* [PEDIDO ESCRITO]: Você pode copiar, sem alterar nenhuma palavra, o trecho da reportagem sobre a domesticação do milho que começa em "No caso do milho, a" e segue até "produzir variedades melhoradas."?
=== TRECHO SELECIONADO ===
Floresta abrigou 1º milharal, diz estudo
Floresta abrigou 1º milharal, diz estudo
Vestígios no México recuam em 1.100 anos a domesticação do cereal e questionam tese de que cultura surgiu no semiárido
Ambiente úmido, porém, impediu preservação das espigas, deixando como evidência de agricultura só resíduos microscópicos
RICARDO BONALUME NETO
DA REPORTAGEM LOCAL
O milho e a abóbora foram domesticados há pelo menos 8.700 anos nas florestas tropicais, segundo evidências encontradas em um abrigo rochoso no sul do México. Até agora achava-se que a origem dessas culturas agrícolas fosse a região do planalto semiárido.
No caso do milho, a descoberta recua em 1.100 anos os primeiros indícios de sua utilização -até agora datados de 7.600 anos atrás. E a data também é 2.500 anos mais antiga que o primeiro uso de milho no planalto mexicano.
O milho descende de um capim selvagem, o teosinto, que os antigos índios selecionaram artificialmente para produzir variedades melhoradas.
"Milho e também possivelmente a abóbora Cucurbita argyrosperma se juntam a um número crescente de plantas agrícolas importantes que se demonstrou terem sido cultivadas e domesticadas no México e na América do Sul entre 10.000 e 7.500 anos atrás, na mesma época em que a agricultura emergiu no Velho Mundo", escreveram os autores em um dos dois artigos sobre a descoberta publicados na última edição da revista científica "PNAS" (www.pnas.org).
=== DADOS BRUTOS ===
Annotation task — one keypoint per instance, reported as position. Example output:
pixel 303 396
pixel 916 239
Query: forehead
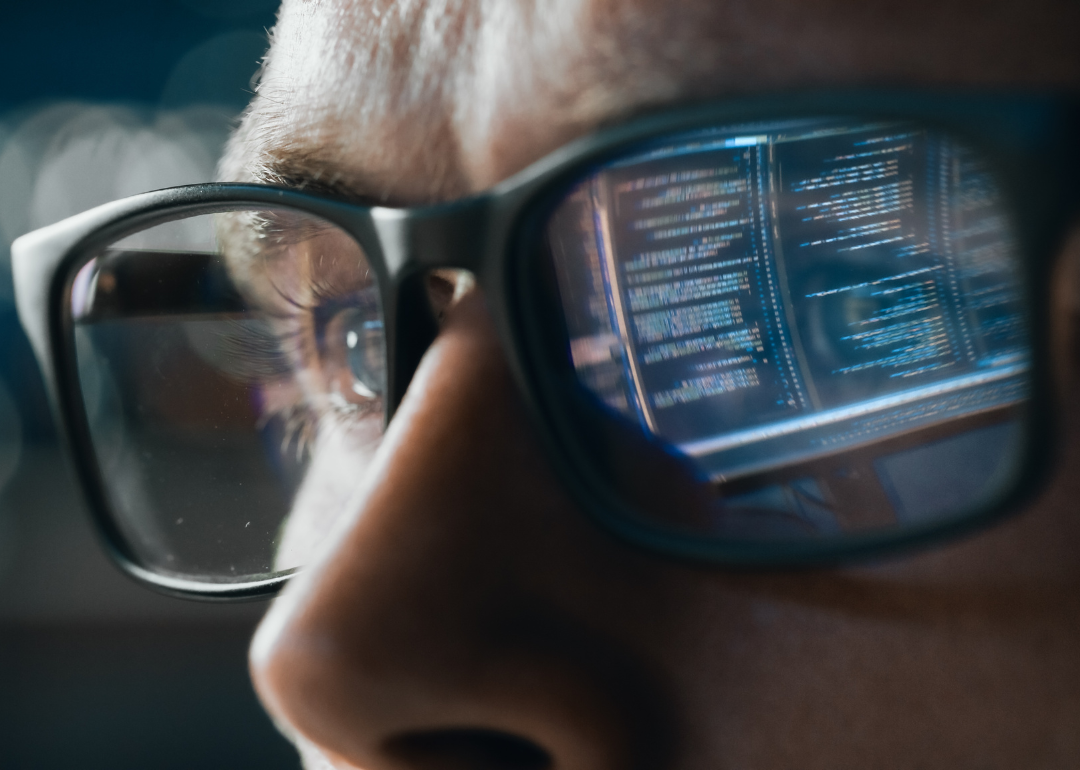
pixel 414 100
===
=== DADOS BRUTOS ===
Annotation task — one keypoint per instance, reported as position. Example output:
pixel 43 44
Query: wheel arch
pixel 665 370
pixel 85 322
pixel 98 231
===
* [RESULTADO]:
No caso do milho, a descoberta recua em 1.100 anos os primeiros indícios de sua utilização -até agora datados de 7.600 anos atrás. E a data também é 2.500 anos mais antiga que o primeiro uso de milho no planalto mexicano.
O milho descende de um capim selvagem, o teosinto, que os antigos índios selecionaram artificialmente para produzir variedades melhoradas.